> Exercise goal
Nothing should be left out: output all of the entries exactly.

> Exercise material
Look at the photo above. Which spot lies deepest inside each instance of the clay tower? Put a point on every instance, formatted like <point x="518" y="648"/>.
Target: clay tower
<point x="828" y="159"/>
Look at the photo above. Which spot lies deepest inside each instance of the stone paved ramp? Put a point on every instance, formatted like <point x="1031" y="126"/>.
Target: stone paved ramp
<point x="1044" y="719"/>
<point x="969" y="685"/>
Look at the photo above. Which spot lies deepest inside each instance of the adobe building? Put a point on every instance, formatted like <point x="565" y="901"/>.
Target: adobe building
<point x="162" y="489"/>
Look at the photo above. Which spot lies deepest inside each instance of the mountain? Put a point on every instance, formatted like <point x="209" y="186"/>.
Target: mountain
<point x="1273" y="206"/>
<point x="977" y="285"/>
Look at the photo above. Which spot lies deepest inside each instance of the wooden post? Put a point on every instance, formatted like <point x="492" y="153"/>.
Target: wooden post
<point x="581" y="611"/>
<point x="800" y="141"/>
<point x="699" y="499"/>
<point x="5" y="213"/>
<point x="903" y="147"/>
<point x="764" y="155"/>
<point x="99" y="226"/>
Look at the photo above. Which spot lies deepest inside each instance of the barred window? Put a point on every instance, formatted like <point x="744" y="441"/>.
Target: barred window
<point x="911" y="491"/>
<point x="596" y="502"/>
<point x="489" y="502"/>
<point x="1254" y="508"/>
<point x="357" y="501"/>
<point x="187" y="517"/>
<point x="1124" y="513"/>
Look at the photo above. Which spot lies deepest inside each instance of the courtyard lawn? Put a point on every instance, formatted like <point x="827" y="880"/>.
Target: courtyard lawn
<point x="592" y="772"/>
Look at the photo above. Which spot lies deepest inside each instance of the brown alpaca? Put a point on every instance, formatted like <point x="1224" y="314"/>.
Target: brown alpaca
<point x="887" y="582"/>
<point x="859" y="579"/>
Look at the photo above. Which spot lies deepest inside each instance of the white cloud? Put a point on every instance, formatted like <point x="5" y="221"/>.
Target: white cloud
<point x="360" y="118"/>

> Answer for the task
Look at the photo above. Which spot lies deepest inside each instance of the clay tower? Put a point on every instance, formatted like <point x="518" y="648"/>.
Target: clay tower
<point x="828" y="159"/>
Look at the photo above. Which spot lies deepest inside each instance of the stone paved ramp? Put a point on every instance, formatted like <point x="1031" y="126"/>.
Target: stone paved ramp
<point x="1044" y="719"/>
<point x="969" y="685"/>
Look at the photo above. Which spot lies deepest inside each instance of the adobe building? Put a point on every instance, formatted like <point x="565" y="901"/>.
Target: adobe building
<point x="162" y="489"/>
Look at the photo above. Which spot lies deepest inside each instance of the mountain? Put a point on every instance, formatted like <point x="209" y="186"/>.
Target: mountain
<point x="1273" y="206"/>
<point x="977" y="285"/>
Look at the photo above. Which spot lies deepest inside each instance of the wooden post? Put a point on every instance, formatted like <point x="492" y="153"/>.
Target: wooden post
<point x="581" y="611"/>
<point x="800" y="141"/>
<point x="699" y="499"/>
<point x="5" y="213"/>
<point x="903" y="147"/>
<point x="764" y="155"/>
<point x="99" y="226"/>
Look at the photo above. Which spot lies deepest inside each instance of the barred window? Put a point on every instance, formatted like <point x="744" y="441"/>.
Target: barred window
<point x="911" y="491"/>
<point x="596" y="502"/>
<point x="489" y="502"/>
<point x="1254" y="508"/>
<point x="357" y="501"/>
<point x="187" y="517"/>
<point x="1124" y="513"/>
Look at the photo above. Which spot lies deepest inside each instance of the courtyard lawn? Put a point on every instance, formatted like <point x="827" y="880"/>.
Target: courtyard lawn
<point x="592" y="772"/>
Look at the photo above. Which spot lies deepest inside each instance of the brown alpaca? Put a point on every instance, formatted like <point x="1224" y="314"/>.
Target: brown alpaca
<point x="887" y="582"/>
<point x="859" y="579"/>
Look at the photo above. Which spot lies deepest inside each instance of the white cloud? Put a point on every instance, formatted like <point x="5" y="221"/>.
Target: white cloud
<point x="360" y="118"/>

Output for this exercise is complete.